§ **WORK TO DO**
Locate each line in the records below that contains the string "roadside", and copy every such line. Case counts, so uppercase and lowercase letters must match.

-- Start DATA FOR THIS TASK --

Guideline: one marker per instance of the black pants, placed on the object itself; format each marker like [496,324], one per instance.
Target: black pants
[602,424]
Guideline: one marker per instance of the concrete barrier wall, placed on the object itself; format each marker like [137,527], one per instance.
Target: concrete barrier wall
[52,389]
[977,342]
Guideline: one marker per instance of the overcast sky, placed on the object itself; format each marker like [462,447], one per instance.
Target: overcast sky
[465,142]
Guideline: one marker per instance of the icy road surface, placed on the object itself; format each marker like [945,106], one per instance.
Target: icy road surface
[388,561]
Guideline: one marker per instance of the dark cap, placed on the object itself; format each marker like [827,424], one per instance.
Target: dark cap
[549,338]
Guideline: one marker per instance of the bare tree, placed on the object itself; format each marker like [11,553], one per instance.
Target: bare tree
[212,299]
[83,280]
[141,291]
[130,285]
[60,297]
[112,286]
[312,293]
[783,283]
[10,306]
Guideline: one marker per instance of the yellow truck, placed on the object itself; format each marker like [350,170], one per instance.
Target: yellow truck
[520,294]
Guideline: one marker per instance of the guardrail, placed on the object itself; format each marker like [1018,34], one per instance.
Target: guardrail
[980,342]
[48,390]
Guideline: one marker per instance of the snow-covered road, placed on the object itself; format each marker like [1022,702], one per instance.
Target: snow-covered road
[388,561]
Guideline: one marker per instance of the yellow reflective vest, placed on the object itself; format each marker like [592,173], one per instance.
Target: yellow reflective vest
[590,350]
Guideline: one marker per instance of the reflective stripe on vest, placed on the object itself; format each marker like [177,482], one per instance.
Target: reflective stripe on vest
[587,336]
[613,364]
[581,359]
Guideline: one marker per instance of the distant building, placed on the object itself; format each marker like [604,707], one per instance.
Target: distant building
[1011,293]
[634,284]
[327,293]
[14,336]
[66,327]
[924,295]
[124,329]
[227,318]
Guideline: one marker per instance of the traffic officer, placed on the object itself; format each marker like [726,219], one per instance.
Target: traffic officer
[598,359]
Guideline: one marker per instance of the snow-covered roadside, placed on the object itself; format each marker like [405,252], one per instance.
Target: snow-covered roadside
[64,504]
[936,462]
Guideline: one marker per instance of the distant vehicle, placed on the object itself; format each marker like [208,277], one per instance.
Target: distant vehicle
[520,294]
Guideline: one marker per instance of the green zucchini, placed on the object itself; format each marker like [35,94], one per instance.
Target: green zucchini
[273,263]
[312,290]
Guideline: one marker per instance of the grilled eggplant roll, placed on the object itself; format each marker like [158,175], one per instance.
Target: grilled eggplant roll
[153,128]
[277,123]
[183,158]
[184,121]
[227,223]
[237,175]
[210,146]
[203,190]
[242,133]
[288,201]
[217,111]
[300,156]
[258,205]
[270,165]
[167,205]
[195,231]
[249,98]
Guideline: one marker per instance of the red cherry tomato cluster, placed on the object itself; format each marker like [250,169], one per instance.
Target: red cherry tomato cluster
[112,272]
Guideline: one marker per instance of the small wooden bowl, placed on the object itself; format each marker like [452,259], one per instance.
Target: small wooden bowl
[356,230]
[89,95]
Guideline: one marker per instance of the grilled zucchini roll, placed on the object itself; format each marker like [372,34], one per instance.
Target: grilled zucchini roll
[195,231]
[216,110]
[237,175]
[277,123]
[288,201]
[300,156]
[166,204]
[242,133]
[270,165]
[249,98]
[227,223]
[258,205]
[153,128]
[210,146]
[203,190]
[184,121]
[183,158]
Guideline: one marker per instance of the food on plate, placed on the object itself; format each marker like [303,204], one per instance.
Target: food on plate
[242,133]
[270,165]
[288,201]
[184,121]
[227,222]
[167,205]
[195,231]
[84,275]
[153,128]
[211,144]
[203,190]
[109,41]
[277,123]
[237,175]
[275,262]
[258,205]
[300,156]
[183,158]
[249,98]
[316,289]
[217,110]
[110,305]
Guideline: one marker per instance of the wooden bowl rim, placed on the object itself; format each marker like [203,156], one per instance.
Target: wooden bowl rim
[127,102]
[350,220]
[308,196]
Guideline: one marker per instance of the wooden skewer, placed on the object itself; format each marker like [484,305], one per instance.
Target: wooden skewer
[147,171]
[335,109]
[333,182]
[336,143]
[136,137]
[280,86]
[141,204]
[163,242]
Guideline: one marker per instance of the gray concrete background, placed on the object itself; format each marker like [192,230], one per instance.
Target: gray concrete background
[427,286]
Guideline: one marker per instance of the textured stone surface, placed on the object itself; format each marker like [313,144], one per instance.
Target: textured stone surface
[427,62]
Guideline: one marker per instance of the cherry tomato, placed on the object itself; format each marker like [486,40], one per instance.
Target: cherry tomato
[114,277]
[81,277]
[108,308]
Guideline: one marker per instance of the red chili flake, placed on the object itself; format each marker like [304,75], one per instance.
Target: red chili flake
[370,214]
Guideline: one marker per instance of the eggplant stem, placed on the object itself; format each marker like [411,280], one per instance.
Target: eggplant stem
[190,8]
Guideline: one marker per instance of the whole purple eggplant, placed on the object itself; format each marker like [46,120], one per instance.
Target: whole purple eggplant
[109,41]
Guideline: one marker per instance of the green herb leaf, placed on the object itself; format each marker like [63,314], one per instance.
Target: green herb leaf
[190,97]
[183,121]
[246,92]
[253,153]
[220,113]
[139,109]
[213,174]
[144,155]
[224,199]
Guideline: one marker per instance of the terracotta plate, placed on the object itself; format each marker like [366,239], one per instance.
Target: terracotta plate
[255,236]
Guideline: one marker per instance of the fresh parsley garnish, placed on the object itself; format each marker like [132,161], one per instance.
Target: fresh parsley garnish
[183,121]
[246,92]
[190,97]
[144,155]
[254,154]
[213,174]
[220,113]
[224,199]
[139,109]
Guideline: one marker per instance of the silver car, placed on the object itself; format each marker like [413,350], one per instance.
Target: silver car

-- End DATA FOR THIS TASK --
-- Start DATA FOR THIS TASK --

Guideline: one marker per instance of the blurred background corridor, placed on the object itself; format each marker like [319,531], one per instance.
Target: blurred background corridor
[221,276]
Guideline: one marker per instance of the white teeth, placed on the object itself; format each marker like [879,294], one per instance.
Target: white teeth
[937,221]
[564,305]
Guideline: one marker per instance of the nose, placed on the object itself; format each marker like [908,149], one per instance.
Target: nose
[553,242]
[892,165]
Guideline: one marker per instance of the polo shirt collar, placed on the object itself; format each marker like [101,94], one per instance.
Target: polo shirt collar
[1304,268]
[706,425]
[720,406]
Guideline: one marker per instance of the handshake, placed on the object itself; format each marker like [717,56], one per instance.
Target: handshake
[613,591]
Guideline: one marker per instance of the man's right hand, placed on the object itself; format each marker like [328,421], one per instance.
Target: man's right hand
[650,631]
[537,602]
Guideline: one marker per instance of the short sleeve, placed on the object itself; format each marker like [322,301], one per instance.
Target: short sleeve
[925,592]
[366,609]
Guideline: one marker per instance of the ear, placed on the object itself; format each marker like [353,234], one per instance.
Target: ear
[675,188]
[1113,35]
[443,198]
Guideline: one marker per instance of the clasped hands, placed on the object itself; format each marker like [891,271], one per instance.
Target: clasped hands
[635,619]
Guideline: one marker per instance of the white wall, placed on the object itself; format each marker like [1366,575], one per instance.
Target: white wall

-- End DATA FOR THIS TASK --

§ **TASK OUTPUT**
Guideline: one marker per instance of the snow-covered roadside, placed on the object itself; format each marker like [405,252], one per instance.
Target: snow-covered roadside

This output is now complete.